TASK STATEMENT:
Would you print all of the entries word for word?

DATASET RECORDS:
■ ■ ■ ■ ■ ■ ■

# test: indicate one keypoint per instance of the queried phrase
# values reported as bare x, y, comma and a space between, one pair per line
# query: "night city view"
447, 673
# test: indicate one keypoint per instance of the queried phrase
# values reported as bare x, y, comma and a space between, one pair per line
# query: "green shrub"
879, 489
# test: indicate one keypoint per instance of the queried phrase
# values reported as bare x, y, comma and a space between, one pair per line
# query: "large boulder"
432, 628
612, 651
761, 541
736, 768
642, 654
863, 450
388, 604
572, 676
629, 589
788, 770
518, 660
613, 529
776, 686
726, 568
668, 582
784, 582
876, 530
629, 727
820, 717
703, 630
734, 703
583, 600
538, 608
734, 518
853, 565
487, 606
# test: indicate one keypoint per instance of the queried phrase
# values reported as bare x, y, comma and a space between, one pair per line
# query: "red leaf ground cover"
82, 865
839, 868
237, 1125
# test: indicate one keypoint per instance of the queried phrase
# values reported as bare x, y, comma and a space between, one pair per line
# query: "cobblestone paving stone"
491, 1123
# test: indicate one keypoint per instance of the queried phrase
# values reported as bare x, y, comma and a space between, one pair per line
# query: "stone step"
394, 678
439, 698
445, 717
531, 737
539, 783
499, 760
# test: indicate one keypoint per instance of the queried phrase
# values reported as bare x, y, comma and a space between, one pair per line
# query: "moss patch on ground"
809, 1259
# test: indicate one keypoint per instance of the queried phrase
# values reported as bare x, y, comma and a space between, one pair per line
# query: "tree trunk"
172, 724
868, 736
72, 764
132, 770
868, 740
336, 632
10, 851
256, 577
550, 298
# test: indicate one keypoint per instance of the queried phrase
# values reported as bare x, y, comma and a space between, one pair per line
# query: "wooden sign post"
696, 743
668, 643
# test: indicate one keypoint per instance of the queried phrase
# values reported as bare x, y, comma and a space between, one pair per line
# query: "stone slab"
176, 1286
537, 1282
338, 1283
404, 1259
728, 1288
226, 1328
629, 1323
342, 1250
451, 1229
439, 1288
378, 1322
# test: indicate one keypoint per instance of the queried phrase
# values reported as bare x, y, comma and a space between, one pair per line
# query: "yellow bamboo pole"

■ ■ ■ ■ ■ ■ ■

SOLVED EXERCISE:
# test: indicate one keypoint per instance of the queried phrase
# values reported as bare x, y, comma and a space between, one pair per line
# query: "night city view"
447, 673
# test: indicate one keypoint per instance of the queried phrase
# values reported as bare x, y, comma and a space between, one pair per line
# query: "green shrub"
879, 489
# test: indicate one keypoint per instance of the queried phrase
# values reported as bare x, y, comma and a space between, one pair per line
# query: "large boulder"
432, 628
612, 651
761, 541
736, 768
642, 654
863, 450
388, 604
572, 676
629, 589
788, 770
518, 660
613, 529
776, 686
726, 568
668, 582
784, 582
876, 530
629, 727
820, 717
703, 630
734, 703
583, 600
538, 608
734, 518
853, 565
487, 606
# test: indicate one keypoint per instance of the queried phrase
# values reported as bare x, y, comma and a space between, one pair per line
# query: "red leaf ground cover"
82, 865
839, 868
237, 1125
# test: indicate one keypoint per instance of the queried phrase
# values reported as bare x, y, comma and a space between, one pair per line
# query: "cobblestone paving stone"
491, 1123
# test: indicate one keypoint per instance of the queried phrase
# values reported as bare x, y, comma and a space between, one pair per line
# query: "stone step"
394, 678
439, 698
445, 717
531, 737
539, 783
499, 760
# test: indicate one keypoint per instance of the queried phrase
# values reported as bare x, y, comma and a space between, one pair per line
# query: "moss patch on ground"
809, 1259
# test: indicate one keypoint per instance of the queried phrase
# values reported as bare x, y, comma and a space between, one pair per line
# query: "tree trunk"
172, 724
868, 736
72, 764
132, 770
868, 740
336, 632
10, 851
256, 577
550, 298
# test: indicate one keypoint per instance of the queried phrase
# values reported as bare x, y, comma and a space between, one pair per line
# query: "wooden sign post"
696, 743
668, 643
# test: indicate one keypoint per instance of the queried phrase
# values reported as bare x, y, comma and a space between, one pair per line
# query: "stone slab"
176, 1286
537, 1282
338, 1283
404, 1259
728, 1288
226, 1328
629, 1323
342, 1250
451, 1229
439, 1288
378, 1322
# test: indicate one keypoint per instance of the queried phrase
# values reported as bare x, y, comma and a space between, one pair per line
# query: "yellow bamboo pole"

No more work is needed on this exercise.